PASSAGE
This article is from the Australian Property Journal archive
LEND Lease has maintained a strong front despite facing tough conditions in the United Kingdom and United States, and the group's record low gearing will allow it to make new investments to build its bottom line for the future.
The group has posted a statutory profit after tax of $259.6 million for the six months ended December 2007, 49% higher than for the prior half year period.
The result included a $118.8 million after tax provision taken against the UK construction, but included the one-off interest of $32.2 million after tax from the Australian Taxation Office and a net revaluation loss in property investments of $3.2 million.
Lend Lease’s directors have declare an interim dividend of 43 cents per share 40% franked, up from 35 cents a year ago.
Lend Lease’s managing director Greg Clarke said Lend Lease like most other companies, faced increasing headwinds from the slowing US economy, tightened credit markets and softer property markets in the UK.
“This is a strong result that reinforces the robustness of our business model and earnings diversity. Financial conservatism is protecting us from the worst of the volatility we are now seeing around the world, particularly in the property sector.
“Actus Lend Lease in the US turned in a very good result, as did the Investment Management business. We are clearly making good progress in returning Bovis Lend Lease to earnings growth, which was one of the key undertakings we gave to the market this time last year. Both the Retail and Communities businesses delivered solid performances, especially in Australia and Singapore.
“We continued to recycle capital during the half, taking profits and reinvesting in the Group’s already substantial development pipeline. The Group’s financial strength and track record have enabled it to continue to see excellent deal flow and to execute when the right opportunities come along,” he continued.
In the year ahead, Clarke said the group’s operating earnings would include some major asset sales such as Bluewater and King of Prussia shopping centres.
“However, we are in the fortunate position of not being a forced seller of assets and, with current markets lacking transactional liquidity, we may decide to defer any such sales in the short term.
“For full year 2008, even without a major asset sale, we are expecting to come in slightly under our target annual average EPS growth of 10% per annum over a five-year period.” Clarke said.
The group remains well positioned with a very strong balance sheet and conservative debt profile. At December 2007, Lend Lease had approximately $1.0 billion in undrawn facilities, and a further $1.1 billion in cash and negotiable instruments. Gross borrowings remained conservative at 15.1%.
Group finance director Steve McCann said the group is not at risk with any short term debt maturities and remain comfortable with its funding strategy for the Group’s committed development pipeline irrespective of the tightened credit market conditions.
“Our strong financial position means we have the flexibility to pursue appropriate acquisition and investment opportunities that might emerge in the short to medium term, but we will continue to be patient and cautious,” McCann concluded.
Lend Lease’s shares closed 20 cents lower to finish the day at $14.50.

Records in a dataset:

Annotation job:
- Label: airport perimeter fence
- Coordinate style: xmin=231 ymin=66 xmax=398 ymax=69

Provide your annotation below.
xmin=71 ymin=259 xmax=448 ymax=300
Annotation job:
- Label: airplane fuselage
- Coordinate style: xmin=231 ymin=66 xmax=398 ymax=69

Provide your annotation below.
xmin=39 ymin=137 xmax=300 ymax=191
--
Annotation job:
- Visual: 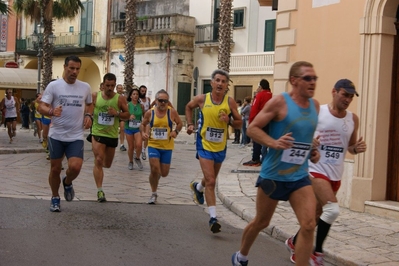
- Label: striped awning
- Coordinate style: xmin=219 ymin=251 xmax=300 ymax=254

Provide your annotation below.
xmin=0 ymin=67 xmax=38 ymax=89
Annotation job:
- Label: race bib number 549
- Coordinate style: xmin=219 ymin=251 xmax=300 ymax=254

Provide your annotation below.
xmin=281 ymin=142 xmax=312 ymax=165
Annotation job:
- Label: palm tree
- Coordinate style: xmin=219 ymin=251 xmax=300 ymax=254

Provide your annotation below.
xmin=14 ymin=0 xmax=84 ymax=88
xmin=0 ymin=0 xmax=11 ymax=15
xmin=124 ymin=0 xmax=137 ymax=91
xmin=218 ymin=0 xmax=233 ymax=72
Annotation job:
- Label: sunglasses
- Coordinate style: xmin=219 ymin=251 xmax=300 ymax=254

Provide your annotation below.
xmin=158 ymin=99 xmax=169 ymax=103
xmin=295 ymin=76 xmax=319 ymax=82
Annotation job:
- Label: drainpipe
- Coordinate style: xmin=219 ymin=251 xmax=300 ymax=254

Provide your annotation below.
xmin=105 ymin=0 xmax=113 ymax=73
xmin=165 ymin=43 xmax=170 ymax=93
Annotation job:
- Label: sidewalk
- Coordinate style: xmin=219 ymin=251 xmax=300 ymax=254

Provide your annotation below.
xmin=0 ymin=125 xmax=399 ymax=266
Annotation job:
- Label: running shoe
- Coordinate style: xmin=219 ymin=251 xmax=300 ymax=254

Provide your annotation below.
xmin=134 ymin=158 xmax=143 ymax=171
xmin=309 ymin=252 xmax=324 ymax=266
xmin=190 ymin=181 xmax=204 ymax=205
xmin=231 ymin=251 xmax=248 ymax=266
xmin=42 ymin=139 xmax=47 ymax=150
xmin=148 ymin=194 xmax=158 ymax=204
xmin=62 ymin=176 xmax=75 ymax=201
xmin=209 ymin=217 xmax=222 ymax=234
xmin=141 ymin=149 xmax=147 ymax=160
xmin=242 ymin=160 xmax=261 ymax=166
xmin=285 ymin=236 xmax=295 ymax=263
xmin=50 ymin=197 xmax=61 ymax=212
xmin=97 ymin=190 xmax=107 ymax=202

TASK LIST
a) Answer these questions from the Lend Lease article.
(i) What interim dividend per share did Lend Lease's directors declare?
(ii) Which shopping centres did Clarke name as examples of major asset sales?
(iii) At what price did Lend Lease's shares finish the day?
b) Quote the Lend Lease article from "The group remains" to "conservative at 15.1%.".

WRITTEN ANSWERS
a)
(i) 43 cents per share, 40% franked.
(ii) Bluewater and King of Prussia.
(iii) $14.50.

b)
The group remains well positioned with a very strong balance sheet and conservative debt profile. At December 2007, Lend Lease had approximately $1.0 billion in undrawn facilities, and a further $1.1 billion in cash and negotiable instruments. Gross borrowings remained conservative at 15.1%.